■ **EXERCISE AIM**:
These entries are to be retyped in full, word for word.

START EXERCISE INPUTS

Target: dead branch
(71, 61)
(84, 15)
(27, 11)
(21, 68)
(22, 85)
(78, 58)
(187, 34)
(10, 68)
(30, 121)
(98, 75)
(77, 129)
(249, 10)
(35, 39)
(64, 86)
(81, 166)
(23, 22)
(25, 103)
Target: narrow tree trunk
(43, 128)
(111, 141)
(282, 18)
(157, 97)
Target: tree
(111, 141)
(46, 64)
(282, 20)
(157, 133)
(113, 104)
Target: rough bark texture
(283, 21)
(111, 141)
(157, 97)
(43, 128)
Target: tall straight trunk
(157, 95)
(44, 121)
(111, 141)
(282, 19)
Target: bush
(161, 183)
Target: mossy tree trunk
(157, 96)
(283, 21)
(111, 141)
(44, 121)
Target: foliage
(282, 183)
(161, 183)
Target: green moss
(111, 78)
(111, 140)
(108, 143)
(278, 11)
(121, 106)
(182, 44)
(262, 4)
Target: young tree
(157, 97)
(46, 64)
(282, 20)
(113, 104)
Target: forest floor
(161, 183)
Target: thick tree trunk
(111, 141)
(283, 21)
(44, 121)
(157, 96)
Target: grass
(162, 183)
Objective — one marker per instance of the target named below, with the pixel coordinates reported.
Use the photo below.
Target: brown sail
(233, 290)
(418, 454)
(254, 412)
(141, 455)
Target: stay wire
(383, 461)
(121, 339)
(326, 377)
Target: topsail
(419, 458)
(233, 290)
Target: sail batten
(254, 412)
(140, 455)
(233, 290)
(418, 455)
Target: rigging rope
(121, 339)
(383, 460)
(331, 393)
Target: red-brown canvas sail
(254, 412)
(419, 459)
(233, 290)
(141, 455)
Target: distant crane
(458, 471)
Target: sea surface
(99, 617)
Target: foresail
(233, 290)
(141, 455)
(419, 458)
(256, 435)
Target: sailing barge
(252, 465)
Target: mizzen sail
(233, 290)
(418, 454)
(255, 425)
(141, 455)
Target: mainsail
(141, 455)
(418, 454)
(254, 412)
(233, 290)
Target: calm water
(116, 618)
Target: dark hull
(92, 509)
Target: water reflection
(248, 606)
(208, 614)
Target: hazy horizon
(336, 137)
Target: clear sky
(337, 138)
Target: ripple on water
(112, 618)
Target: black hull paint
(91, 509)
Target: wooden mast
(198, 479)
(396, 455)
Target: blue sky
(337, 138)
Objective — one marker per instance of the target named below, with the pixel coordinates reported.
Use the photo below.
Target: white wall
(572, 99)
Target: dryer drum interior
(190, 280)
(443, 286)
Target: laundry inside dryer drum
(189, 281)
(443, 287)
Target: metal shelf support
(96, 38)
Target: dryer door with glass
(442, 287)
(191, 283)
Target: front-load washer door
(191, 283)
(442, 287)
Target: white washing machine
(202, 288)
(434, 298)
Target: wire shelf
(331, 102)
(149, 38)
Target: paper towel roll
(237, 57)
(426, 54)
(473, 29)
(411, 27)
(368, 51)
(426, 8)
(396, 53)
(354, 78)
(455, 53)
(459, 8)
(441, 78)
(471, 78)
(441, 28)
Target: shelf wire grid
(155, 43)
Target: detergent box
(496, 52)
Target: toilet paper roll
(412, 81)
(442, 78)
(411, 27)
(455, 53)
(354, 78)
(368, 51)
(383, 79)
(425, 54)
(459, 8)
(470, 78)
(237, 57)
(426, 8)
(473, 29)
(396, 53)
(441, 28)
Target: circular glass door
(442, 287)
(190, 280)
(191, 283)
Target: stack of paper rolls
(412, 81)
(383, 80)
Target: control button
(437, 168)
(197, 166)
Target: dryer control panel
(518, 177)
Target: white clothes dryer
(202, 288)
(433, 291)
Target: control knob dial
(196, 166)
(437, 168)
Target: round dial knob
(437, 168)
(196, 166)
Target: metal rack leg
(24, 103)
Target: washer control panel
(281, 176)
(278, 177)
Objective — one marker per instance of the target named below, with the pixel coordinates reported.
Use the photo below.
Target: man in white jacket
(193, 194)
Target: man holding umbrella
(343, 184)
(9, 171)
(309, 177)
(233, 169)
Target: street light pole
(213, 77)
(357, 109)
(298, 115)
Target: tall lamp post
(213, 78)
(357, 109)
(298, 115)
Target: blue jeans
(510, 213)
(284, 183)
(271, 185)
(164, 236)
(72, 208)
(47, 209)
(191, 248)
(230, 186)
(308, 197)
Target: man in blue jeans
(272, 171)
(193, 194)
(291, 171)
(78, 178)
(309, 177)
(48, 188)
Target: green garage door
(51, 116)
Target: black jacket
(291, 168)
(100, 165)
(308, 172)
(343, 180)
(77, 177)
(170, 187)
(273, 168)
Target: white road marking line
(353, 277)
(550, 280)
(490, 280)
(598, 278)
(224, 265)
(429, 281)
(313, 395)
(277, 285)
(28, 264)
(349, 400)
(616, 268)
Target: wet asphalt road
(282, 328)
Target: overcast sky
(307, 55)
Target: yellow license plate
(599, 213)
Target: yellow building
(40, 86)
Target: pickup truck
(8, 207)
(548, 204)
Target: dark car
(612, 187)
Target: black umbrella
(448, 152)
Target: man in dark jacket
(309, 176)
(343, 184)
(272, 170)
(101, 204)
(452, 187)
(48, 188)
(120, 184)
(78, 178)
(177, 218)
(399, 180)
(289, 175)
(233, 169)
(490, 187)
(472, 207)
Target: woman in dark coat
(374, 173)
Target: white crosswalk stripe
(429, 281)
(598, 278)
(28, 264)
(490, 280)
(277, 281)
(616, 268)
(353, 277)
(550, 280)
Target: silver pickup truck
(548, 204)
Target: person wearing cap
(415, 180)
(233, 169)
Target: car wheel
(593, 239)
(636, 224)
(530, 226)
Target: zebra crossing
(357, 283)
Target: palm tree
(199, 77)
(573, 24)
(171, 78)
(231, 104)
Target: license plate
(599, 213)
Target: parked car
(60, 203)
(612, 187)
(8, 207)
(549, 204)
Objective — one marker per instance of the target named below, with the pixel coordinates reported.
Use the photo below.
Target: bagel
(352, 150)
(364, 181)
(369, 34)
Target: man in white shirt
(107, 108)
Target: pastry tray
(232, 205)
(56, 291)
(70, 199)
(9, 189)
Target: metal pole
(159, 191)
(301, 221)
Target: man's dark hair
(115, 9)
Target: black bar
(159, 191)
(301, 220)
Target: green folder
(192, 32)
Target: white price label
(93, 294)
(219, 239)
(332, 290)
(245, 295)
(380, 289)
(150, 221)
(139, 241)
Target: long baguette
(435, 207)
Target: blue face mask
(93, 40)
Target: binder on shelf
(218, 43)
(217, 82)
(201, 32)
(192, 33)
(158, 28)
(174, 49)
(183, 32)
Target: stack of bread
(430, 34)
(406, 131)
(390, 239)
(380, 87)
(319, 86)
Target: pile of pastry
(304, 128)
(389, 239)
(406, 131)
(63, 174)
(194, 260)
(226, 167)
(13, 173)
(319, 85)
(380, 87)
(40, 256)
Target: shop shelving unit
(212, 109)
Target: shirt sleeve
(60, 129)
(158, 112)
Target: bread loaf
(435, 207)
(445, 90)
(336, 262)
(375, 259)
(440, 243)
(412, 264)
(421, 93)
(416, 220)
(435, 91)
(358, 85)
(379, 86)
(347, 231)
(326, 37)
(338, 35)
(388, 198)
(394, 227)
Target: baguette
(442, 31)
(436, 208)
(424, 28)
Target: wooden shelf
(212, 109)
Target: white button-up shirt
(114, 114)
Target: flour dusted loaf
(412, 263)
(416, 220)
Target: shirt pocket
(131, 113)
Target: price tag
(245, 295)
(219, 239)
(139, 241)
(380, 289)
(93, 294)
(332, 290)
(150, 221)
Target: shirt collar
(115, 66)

END EXERCISE INPUTS

■ **SOLUTION TO THE PROBLEM**:
Target: dead branch
(71, 61)
(84, 15)
(27, 11)
(21, 68)
(22, 85)
(78, 58)
(187, 34)
(10, 68)
(30, 121)
(98, 75)
(77, 129)
(249, 10)
(35, 39)
(64, 86)
(81, 166)
(23, 22)
(25, 103)
Target: narrow tree trunk
(43, 128)
(111, 141)
(282, 18)
(157, 97)
Target: tree
(111, 141)
(46, 64)
(282, 20)
(157, 133)
(113, 104)
Target: rough bark texture
(283, 21)
(111, 141)
(157, 97)
(43, 128)
Target: tall straight trunk
(157, 95)
(44, 121)
(111, 141)
(282, 19)
Target: bush
(161, 183)
Target: mossy tree trunk
(157, 96)
(283, 21)
(111, 141)
(44, 121)
Target: foliage
(282, 183)
(161, 183)
Target: green moss
(111, 78)
(111, 140)
(108, 143)
(278, 11)
(121, 106)
(182, 44)
(262, 4)
Target: young tree
(157, 97)
(46, 64)
(282, 20)
(113, 104)
Target: forest floor
(161, 183)
Target: thick tree trunk
(111, 141)
(283, 21)
(44, 121)
(157, 96)
Target: grass
(162, 183)
Objective — one marker per instance of the target named below, with the pixel coordinates reported.
Use the photo below.
Target: brown sail
(233, 290)
(418, 454)
(254, 412)
(141, 455)
Target: stay wire
(383, 461)
(121, 339)
(326, 377)
Target: topsail
(419, 458)
(233, 290)
Target: sail batten
(254, 412)
(140, 455)
(233, 290)
(418, 455)
Target: rigging rope
(121, 339)
(383, 460)
(331, 393)
Target: red-brown canvas sail
(254, 412)
(419, 459)
(233, 290)
(141, 455)
Target: distant crane
(458, 471)
Target: sea surface
(99, 617)
Target: foresail
(233, 290)
(141, 455)
(419, 458)
(256, 435)
Target: sailing barge
(252, 465)
Target: mizzen sail
(233, 290)
(418, 454)
(255, 425)
(141, 455)
Target: mainsail
(141, 455)
(418, 454)
(254, 412)
(233, 290)
Target: calm water
(116, 618)
Target: dark hull
(92, 509)
Target: water reflection
(248, 606)
(208, 614)
Target: hazy horizon
(336, 137)
Target: clear sky
(337, 138)
Target: ripple on water
(112, 618)
Target: black hull paint
(91, 509)
Target: wooden mast
(198, 479)
(396, 455)
Target: blue sky
(337, 138)
Objective — one marker per instance of the target named below, with the pixel coordinates reported.
Use the photo below.
Target: white wall
(572, 99)
Target: dryer drum interior
(190, 280)
(443, 286)
Target: laundry inside dryer drum
(189, 281)
(443, 287)
Target: metal shelf support
(96, 38)
Target: dryer door with glass
(442, 287)
(191, 283)
Target: front-load washer door
(191, 283)
(442, 287)
Target: white washing machine
(202, 288)
(434, 298)
Target: wire shelf
(331, 102)
(149, 38)
Target: paper towel roll
(237, 57)
(426, 54)
(473, 29)
(411, 27)
(368, 51)
(426, 8)
(396, 53)
(354, 78)
(455, 53)
(459, 8)
(441, 78)
(471, 78)
(441, 28)
Target: shelf wire grid
(155, 43)
Target: detergent box
(496, 52)
Target: toilet paper roll
(412, 81)
(442, 78)
(411, 27)
(455, 53)
(354, 78)
(368, 51)
(383, 79)
(425, 54)
(459, 8)
(470, 78)
(237, 57)
(426, 8)
(473, 29)
(396, 53)
(441, 28)
Target: circular glass door
(442, 287)
(190, 280)
(191, 283)
Target: stack of paper rolls
(412, 81)
(383, 80)
Target: control button
(437, 168)
(197, 166)
Target: dryer control panel
(518, 177)
Target: white clothes dryer
(202, 288)
(433, 291)
Target: control knob dial
(196, 166)
(437, 168)
Target: round dial knob
(437, 168)
(196, 166)
Target: metal rack leg
(24, 103)
Target: washer control panel
(281, 176)
(278, 177)
Objective — one marker per instance of the target named below, with the pixel coordinates reported.
Use the photo below.
Target: man in white jacket
(193, 194)
Target: man holding umbrella
(343, 184)
(9, 171)
(309, 177)
(233, 169)
Target: street light pole
(213, 77)
(357, 109)
(298, 115)
Target: tall lamp post
(213, 78)
(357, 109)
(298, 115)
Target: blue jeans
(510, 213)
(284, 183)
(271, 185)
(164, 236)
(72, 208)
(47, 209)
(191, 248)
(230, 186)
(308, 197)
Target: man in blue jeans
(272, 171)
(193, 194)
(291, 171)
(78, 178)
(309, 177)
(48, 188)
Target: green garage door
(51, 116)
Target: black jacket
(291, 168)
(100, 165)
(308, 172)
(343, 180)
(77, 177)
(170, 187)
(273, 168)
Target: white road marking line
(353, 277)
(550, 280)
(490, 280)
(598, 278)
(224, 265)
(429, 281)
(313, 395)
(277, 285)
(28, 264)
(349, 400)
(616, 268)
Target: wet asphalt road
(282, 328)
Target: overcast sky
(307, 55)
Target: yellow license plate
(599, 213)
Target: yellow building
(40, 86)
Target: pickup truck
(8, 207)
(548, 204)
Target: dark car
(612, 187)
Target: black umbrella
(448, 152)
Target: man in dark jacket
(309, 176)
(343, 184)
(272, 170)
(101, 204)
(452, 187)
(48, 188)
(120, 184)
(78, 178)
(177, 218)
(399, 180)
(289, 175)
(233, 169)
(490, 187)
(472, 207)
Target: woman in dark coat
(374, 173)
Target: white crosswalk stripe
(429, 281)
(598, 278)
(28, 264)
(490, 280)
(277, 281)
(616, 268)
(353, 277)
(550, 280)
Target: silver pickup truck
(548, 204)
Target: person wearing cap
(415, 180)
(233, 169)
Target: car wheel
(593, 239)
(636, 224)
(530, 226)
Target: zebra crossing
(357, 283)
Target: palm tree
(199, 77)
(573, 24)
(171, 78)
(231, 104)
Target: license plate
(599, 213)
Target: parked car
(60, 203)
(612, 187)
(8, 207)
(549, 204)
Objective — one marker per instance of the target named below, with the pixel coordinates reported.
Use the photo below.
Target: bagel
(352, 150)
(364, 181)
(369, 34)
Target: man in white shirt
(107, 108)
Target: pastry tray
(232, 205)
(56, 291)
(70, 199)
(9, 189)
Target: metal pole
(159, 191)
(301, 221)
Target: man's dark hair
(115, 9)
Target: black bar
(159, 191)
(301, 220)
Target: green folder
(192, 32)
Target: white price label
(93, 294)
(219, 239)
(332, 290)
(245, 295)
(380, 289)
(150, 221)
(139, 241)
Target: long baguette
(435, 207)
Target: blue face mask
(93, 40)
Target: binder on shelf
(218, 43)
(217, 82)
(201, 32)
(192, 33)
(158, 28)
(174, 49)
(183, 32)
Target: stack of bread
(430, 34)
(406, 131)
(390, 239)
(380, 87)
(319, 86)
Target: pile of pastry
(304, 128)
(389, 239)
(406, 131)
(63, 174)
(194, 260)
(226, 167)
(13, 173)
(319, 85)
(380, 87)
(40, 256)
Target: shop shelving unit
(212, 109)
Target: shirt sleeve
(60, 129)
(158, 112)
Target: bread loaf
(435, 207)
(445, 90)
(336, 262)
(375, 259)
(440, 243)
(412, 264)
(421, 93)
(416, 220)
(435, 91)
(358, 85)
(379, 86)
(347, 231)
(326, 37)
(338, 35)
(388, 198)
(394, 227)
Target: baguette
(442, 31)
(436, 208)
(424, 28)
Target: wooden shelf
(212, 109)
Target: white button-up shirt
(114, 114)
Target: flour dusted loaf
(412, 263)
(416, 220)
Target: shirt pocket
(131, 113)
Target: price tag
(245, 295)
(219, 239)
(139, 241)
(380, 289)
(93, 294)
(332, 290)
(150, 221)
Target: shirt collar
(115, 66)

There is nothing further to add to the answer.